* _Records for the exercise_
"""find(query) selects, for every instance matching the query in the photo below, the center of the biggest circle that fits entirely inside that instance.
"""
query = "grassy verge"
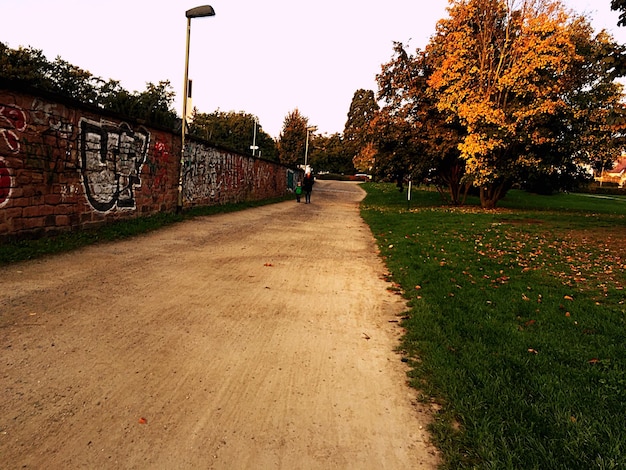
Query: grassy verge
(516, 325)
(11, 252)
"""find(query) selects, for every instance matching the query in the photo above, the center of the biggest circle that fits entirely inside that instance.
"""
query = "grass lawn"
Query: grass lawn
(516, 331)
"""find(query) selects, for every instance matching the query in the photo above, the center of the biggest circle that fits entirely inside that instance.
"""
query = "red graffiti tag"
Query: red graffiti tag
(15, 117)
(5, 182)
(11, 139)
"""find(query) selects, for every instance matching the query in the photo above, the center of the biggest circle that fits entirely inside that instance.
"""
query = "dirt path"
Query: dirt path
(260, 339)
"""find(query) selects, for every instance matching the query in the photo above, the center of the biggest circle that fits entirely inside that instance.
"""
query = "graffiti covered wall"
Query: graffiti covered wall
(64, 166)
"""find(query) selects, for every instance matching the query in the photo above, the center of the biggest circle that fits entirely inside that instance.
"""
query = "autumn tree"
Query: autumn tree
(505, 67)
(292, 139)
(413, 137)
(234, 130)
(620, 5)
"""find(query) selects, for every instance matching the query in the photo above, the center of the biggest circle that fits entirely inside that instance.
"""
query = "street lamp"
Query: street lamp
(197, 12)
(254, 146)
(306, 148)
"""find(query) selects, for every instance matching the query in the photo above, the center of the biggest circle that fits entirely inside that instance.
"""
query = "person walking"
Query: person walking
(298, 191)
(307, 184)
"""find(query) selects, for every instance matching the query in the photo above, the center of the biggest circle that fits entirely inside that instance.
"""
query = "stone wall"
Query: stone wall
(66, 166)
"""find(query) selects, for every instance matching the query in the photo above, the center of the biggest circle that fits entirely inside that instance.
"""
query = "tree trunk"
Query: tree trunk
(490, 194)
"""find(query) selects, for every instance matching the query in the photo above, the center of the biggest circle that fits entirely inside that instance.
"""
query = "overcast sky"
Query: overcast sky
(262, 57)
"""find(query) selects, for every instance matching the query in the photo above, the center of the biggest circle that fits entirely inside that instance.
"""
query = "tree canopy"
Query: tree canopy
(505, 92)
(234, 130)
(30, 66)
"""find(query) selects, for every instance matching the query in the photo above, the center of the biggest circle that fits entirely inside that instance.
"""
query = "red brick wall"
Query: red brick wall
(68, 167)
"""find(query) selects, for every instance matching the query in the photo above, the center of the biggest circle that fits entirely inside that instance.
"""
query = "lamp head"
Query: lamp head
(199, 12)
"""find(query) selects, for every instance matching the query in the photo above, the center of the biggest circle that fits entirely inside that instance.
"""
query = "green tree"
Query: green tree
(416, 139)
(234, 131)
(30, 66)
(26, 65)
(327, 154)
(362, 110)
(292, 139)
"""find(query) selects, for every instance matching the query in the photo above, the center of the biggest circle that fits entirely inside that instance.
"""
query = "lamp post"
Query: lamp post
(254, 146)
(306, 148)
(197, 12)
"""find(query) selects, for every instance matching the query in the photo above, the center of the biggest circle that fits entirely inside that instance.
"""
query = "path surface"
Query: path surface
(262, 339)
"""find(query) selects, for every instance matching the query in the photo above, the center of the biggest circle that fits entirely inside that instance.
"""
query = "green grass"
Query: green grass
(21, 250)
(516, 324)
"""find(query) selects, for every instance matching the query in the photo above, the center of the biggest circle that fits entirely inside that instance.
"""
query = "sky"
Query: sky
(266, 58)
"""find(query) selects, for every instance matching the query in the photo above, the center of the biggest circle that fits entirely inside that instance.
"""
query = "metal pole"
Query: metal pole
(254, 138)
(184, 121)
(306, 148)
(408, 197)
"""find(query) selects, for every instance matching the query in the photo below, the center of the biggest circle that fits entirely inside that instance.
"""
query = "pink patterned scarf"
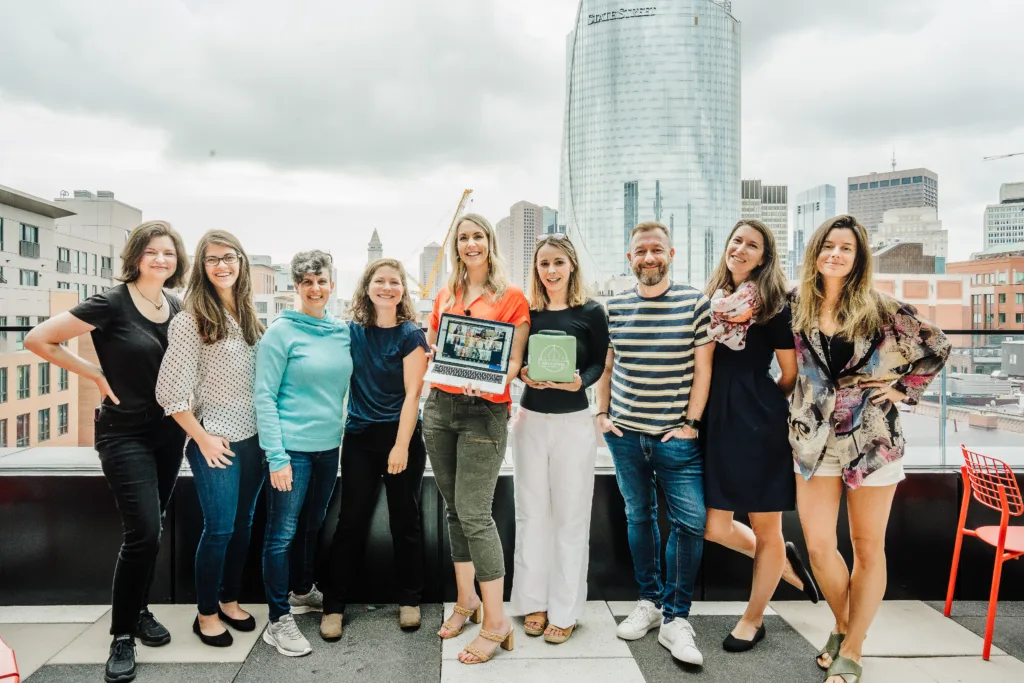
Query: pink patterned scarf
(731, 314)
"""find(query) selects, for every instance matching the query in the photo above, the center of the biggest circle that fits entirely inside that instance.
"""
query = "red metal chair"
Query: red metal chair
(992, 483)
(8, 665)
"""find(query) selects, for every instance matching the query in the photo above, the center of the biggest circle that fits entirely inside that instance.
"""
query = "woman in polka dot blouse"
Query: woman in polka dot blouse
(206, 384)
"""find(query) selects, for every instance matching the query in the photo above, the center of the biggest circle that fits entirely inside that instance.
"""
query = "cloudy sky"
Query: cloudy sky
(308, 124)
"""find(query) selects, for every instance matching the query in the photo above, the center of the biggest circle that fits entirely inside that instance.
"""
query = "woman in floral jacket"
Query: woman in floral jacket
(859, 352)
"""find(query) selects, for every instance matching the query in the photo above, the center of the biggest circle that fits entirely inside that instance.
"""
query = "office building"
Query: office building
(870, 196)
(375, 250)
(516, 239)
(651, 128)
(812, 207)
(996, 278)
(1005, 221)
(432, 256)
(920, 224)
(770, 205)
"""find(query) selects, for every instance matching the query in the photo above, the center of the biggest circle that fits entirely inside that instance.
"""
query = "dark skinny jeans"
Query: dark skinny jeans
(140, 457)
(364, 465)
(227, 497)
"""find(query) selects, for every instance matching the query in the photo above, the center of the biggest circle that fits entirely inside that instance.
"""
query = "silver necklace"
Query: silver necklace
(157, 305)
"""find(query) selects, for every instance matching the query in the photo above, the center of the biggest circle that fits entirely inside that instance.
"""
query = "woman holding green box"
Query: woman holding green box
(554, 445)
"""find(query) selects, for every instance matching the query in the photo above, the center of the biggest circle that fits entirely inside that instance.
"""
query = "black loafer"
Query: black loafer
(733, 644)
(121, 665)
(220, 640)
(151, 632)
(810, 588)
(248, 624)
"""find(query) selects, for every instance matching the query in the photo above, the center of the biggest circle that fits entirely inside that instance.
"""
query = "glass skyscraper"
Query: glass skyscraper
(651, 131)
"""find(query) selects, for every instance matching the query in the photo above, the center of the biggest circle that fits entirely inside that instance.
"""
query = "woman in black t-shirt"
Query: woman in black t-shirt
(554, 451)
(140, 451)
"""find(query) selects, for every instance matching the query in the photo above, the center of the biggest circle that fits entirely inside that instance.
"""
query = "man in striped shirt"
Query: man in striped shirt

* _Exercise aim_
Every record must be set down again exactly; pictures do not belong in the copy.

* _The answer_
"""find(query) selects, for every instance matching the query in the photo below, the center of the biggest circle that fits entirely inside that instance.
"""
query = "grassy verge"
Query: grassy verge
(516, 325)
(11, 252)
"""find(query) selects, for every instance matching the query in the photo above, the center of the biggest circle that fits entirely inside that instance.
"""
query = "grass lawn"
Query: grass lawn
(516, 331)
"""find(query) selects, for every instance matching the query in the photo above, the center of the biggest circle that fits entirely inside that instance.
"""
query = "red graffiti tag"
Query: red graffiti tag
(15, 117)
(5, 182)
(11, 139)
"""find(query) selects, for every instance matching the query in the photo above, the center of the biggest circle that fits entirely inside that instance.
"""
query = "dirt path"
Query: dirt path
(260, 339)
"""find(query) selects, for every instance matching the query in the photo above, the center of the biggest circle that fits entirely inside that instance.
"""
query = "graffiti covered wall"
Query: graffiti covered wall
(64, 166)
"""find(query) selects, for every instance matching the query in the photo above, the center of the biggest circle that fits entirely inside that instance.
"""
query = "autumn tree"
Query: autumn tree
(505, 67)
(292, 139)
(413, 137)
(234, 130)
(620, 5)
"""find(query) selects, for every instance matching the query in the photo above, the center of the biggest circle that fits entirely inside that instance.
"""
query = "street lamp"
Query: street lamp
(197, 12)
(254, 146)
(306, 148)
"""find(query) selects, for every instance matching the query in the photo above, the center of the biggest circle that fits entirely inside that instance.
"""
query = "person walking"
Query: person walking
(298, 191)
(307, 184)
"""find(query) selects, for every instance matching the query in the photo above, the center of the biggest circle that fits entirely inside that instance.
"""
query = "stone wall"
Query: stone wall
(66, 166)
"""find(query) selects, for every instance matching the query in the photo above, the center of the biggest circle that fits entirely inside that instance.
"""
query = "tree trunk"
Query: tree trunk
(490, 194)
"""find(query) selects, for every instance matching the query in the photo above, the center of the biggest circle that fits entirely inside that instance.
"""
query = "overcast sky"
Query: overcast sky
(262, 57)
"""find(query) selects, for every instance matching the query in the photo above, the center of the biggest circle that fits entirely inside that instance.
"""
query = "tree canopy"
Query: tree canopy
(505, 92)
(234, 130)
(30, 66)
"""find(query) selects, for every instance matching the query in the photo above, the center of the biggest circle that fits entirely inside that instance.
"""
query = "red brick wall"
Query: red brick wall
(68, 167)
"""find(query) selects, for every instance matching the query in the photo above, the center of the biggest circle that fits entirely inside that instance.
"""
query = "lamp head"
Query: lamp head
(199, 12)
"""find(query) selects, for every instance matching the query in the photo above, the center of the biggest circle that fits entirely inside that instance.
"""
query = "green tree"
Query: green tree
(416, 139)
(234, 131)
(30, 66)
(26, 65)
(327, 154)
(362, 110)
(292, 139)
"""find(query) selects, for every instance matching the query in the photo above, the center of the biggest circle that fits entirely inside that instance.
"""
query = "lamp post"
Query: lamp post
(254, 146)
(306, 148)
(197, 12)
"""find(query) selects, for every instance matching the query in the photo above, the center of the biggest circle that fits entirely inside that instance.
"""
query = "path surface"
Query: path surface
(262, 339)
"""find(query) selects, for every instance matching the query in the photo above, the center of the biggest circle that fits entirely inside that instance.
"""
query = "green grass"
Query: green grass
(21, 250)
(516, 324)
"""find(query) selects, for every instance matching the query in the photo above, the center of the biggest circle that fits entirely inside that instance.
"""
query = "sky"
Query: sky
(266, 58)
"""find(query) selects, for every instance matching the query in the photo above, the center of the biggest circle that fits entirely inside that instance.
"""
query = "metal pole"
Query: metal pole
(254, 138)
(184, 121)
(306, 148)
(408, 197)
"""find(query) selects, for every instance matching the query in the photo below, the center of the biggest circle that fits entirely inside that instance.
"""
query = "pink patterned scarf"
Query: pink patterned scarf
(731, 314)
"""find(query) selects, for every instance matching the query in the photo above, the center of the biggest circle that fits entirely inside that instance.
"""
query = "red metal chair"
Query: red metal chair
(992, 483)
(8, 665)
"""find(query) selects, for every instance matching the query in the photo above, the center of the biggest circle that fits entirely inside that instance.
"""
query = "woman in polka dot blouse"
Query: woman in polka dot blouse
(206, 384)
"""find(query) selects, for every instance matching the query in the photo above, the center of the biggest circle that fits entirely inside that instance.
"""
query = "cloudy sky"
Query: cloudy sky
(308, 124)
"""find(query) selects, for every instance matching the query in the photo above, the center of the biggest circle that fits entirely inside that instance.
"""
query = "woman in floral jacket"
Query: woman in floral jacket
(859, 352)
"""find(query) selects, for every instance matching the query in the photo above, the center of the biggest circle that fits entirely inside that instance.
"""
query = "office building"
Query: office building
(870, 196)
(375, 250)
(516, 239)
(651, 128)
(812, 207)
(996, 278)
(1005, 221)
(432, 256)
(920, 224)
(770, 205)
"""find(query) selects, for every instance matching the query in the photo above, the center of the biggest circle that fits entirely inside that instance.
"""
query = "dark skinny jeans"
Query: dark skinny jeans
(140, 457)
(364, 465)
(227, 497)
"""find(query) selects, for every instance matching the query in the photo above, the center of the biggest circle that fits entirely inside that instance.
"""
query = "silver necklace"
Query: silver necklace
(157, 305)
"""find(query) selects, for every instance matching the query in the photo above, the center of the biggest circle that fits entirely inside that instance.
"""
query = "woman holding green box"
Query: woman holding green box
(554, 445)
"""find(query) selects, for every instance matching the query in the photo above, the center of the biggest circle that fits entirely inside that instance.
"""
query = "black loafer"
Query: black loafer
(733, 644)
(121, 665)
(220, 640)
(151, 632)
(810, 588)
(248, 624)
"""find(query) selects, for every instance matching the query in the photo above, the center of the biggest circle that fits entirely inside that instance.
"""
query = "glass skyscraper"
Query: glass skyscraper
(651, 131)
"""find(query) selects, for every instance matching the query in the photo above, the center of the biggest circle that fits entirely inside that instance.
"""
query = "woman in black t-shirt"
Query: woman in black t-shirt
(554, 451)
(140, 451)
"""find(query) selects, for every instance matching the query in the photo above, the center of the biggest circle that fits entirely inside that instance.
"""
query = "man in striped shirt"
Query: man in striped shirt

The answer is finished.